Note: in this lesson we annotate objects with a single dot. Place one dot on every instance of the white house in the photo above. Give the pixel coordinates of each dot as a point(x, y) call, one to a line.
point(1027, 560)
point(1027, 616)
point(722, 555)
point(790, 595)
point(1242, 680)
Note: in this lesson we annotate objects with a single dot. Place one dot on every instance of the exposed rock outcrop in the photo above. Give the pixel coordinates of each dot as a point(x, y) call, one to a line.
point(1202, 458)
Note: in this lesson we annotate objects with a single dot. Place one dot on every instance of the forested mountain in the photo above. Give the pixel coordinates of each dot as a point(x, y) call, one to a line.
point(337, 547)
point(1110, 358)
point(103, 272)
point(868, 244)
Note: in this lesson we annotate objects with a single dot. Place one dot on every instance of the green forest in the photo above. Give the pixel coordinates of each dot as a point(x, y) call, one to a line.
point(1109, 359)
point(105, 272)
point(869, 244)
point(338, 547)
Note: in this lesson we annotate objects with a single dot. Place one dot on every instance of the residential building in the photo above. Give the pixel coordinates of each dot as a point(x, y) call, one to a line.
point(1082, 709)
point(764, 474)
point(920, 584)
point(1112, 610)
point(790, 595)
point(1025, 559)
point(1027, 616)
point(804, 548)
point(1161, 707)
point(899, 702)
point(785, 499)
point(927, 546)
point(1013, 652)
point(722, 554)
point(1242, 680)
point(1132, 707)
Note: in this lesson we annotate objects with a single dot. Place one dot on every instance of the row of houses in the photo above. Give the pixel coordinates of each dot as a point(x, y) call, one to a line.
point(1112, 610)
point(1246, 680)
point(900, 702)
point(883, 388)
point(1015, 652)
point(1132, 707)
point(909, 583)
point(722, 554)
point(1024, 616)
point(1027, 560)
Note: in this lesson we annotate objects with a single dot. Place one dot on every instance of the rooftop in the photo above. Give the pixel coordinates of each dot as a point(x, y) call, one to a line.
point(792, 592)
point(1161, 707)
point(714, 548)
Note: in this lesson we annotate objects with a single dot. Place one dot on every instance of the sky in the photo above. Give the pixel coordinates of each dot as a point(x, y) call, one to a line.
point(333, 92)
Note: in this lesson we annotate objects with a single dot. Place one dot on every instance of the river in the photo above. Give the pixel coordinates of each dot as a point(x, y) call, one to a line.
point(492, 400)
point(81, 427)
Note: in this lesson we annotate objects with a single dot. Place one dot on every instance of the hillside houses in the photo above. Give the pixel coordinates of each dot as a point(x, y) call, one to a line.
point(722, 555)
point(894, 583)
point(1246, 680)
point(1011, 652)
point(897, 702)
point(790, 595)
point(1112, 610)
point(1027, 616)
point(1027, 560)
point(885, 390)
==================================================
- _How to complete this task_: Restate the full data above, keeping each word intact.

- _Result of this exercise_:
Note: in this lesson we annotate objects with a single dot. Place one dot on every instance of the white house in the photo above. Give the pixel coordinates of each dot as a point(x, y) call, one to a line.
point(1027, 560)
point(1027, 616)
point(722, 555)
point(790, 595)
point(1242, 680)
Note: in this lesson we annotate objects with a single dot. Place one dot on every instance of the exposed rock outcrop in the photo above. Give the pixel coordinates of each dot as a point(x, y) call, one to a line.
point(1202, 458)
Note: in this lesson we annotate objects with a single dot. Place one dot on every instance of the forested mountain in the photo above. Give the pixel coordinates of each dot as a point(x, y) call, one to a line.
point(337, 547)
point(1110, 358)
point(103, 272)
point(868, 244)
Note: in this lesson we annotate objects with a single dot. Place one dot on every instance of the green forest in the photo above. Give the pixel coordinates of each dot as a point(x, y) call, one to a line.
point(1109, 359)
point(105, 272)
point(869, 244)
point(338, 547)
Note: in this lesson we annotate objects with a single dot. Place one dot on every instance of the residential building in the photo above. Give the pixel coordinates of each dot as a point(x, y) call, one to a line.
point(1082, 709)
point(764, 474)
point(920, 584)
point(1112, 610)
point(790, 595)
point(1025, 559)
point(1027, 616)
point(804, 548)
point(1161, 707)
point(899, 702)
point(785, 499)
point(927, 546)
point(1013, 652)
point(722, 554)
point(1242, 680)
point(1132, 707)
Note: in this lesson we annotate objects with a single dot. Place one dot on every instance of the row of houses in the photo above. Give the pixel coordinates of each dot as a point(x, y) call, one to a line.
point(1112, 610)
point(1246, 680)
point(900, 702)
point(883, 388)
point(1015, 652)
point(1132, 707)
point(909, 583)
point(722, 554)
point(1024, 616)
point(1027, 560)
Note: in this lesson we annotate objects with a single dot. Place one dot on every instance of the rooftop in the photo above. Give the pixel coordinates of each dot as a point(x, y) call, one to a line.
point(792, 592)
point(1161, 707)
point(714, 548)
Note: in this lesson we annotate objects with a single dot. Place one dot on every instance of the sky in the photo above. Give the pixel coordinates of each dot as a point(x, y) call, one to a line.
point(333, 92)
Note: in this lesson we annotate objects with a single dot. Place one dot on every instance of the river in the photo above. Give the pixel coordinates of each dot as a point(x, y) call, one to a line.
point(492, 400)
point(81, 427)
Note: in this lesson we annotate objects with a single dot. Place one dot on every instance of the hillside houses in the photo above. Give the pixel coordinates of each dot as a point(x, y) call, one to a line.
point(722, 555)
point(894, 583)
point(1246, 680)
point(1011, 652)
point(897, 702)
point(790, 595)
point(1112, 610)
point(1027, 616)
point(1027, 560)
point(885, 390)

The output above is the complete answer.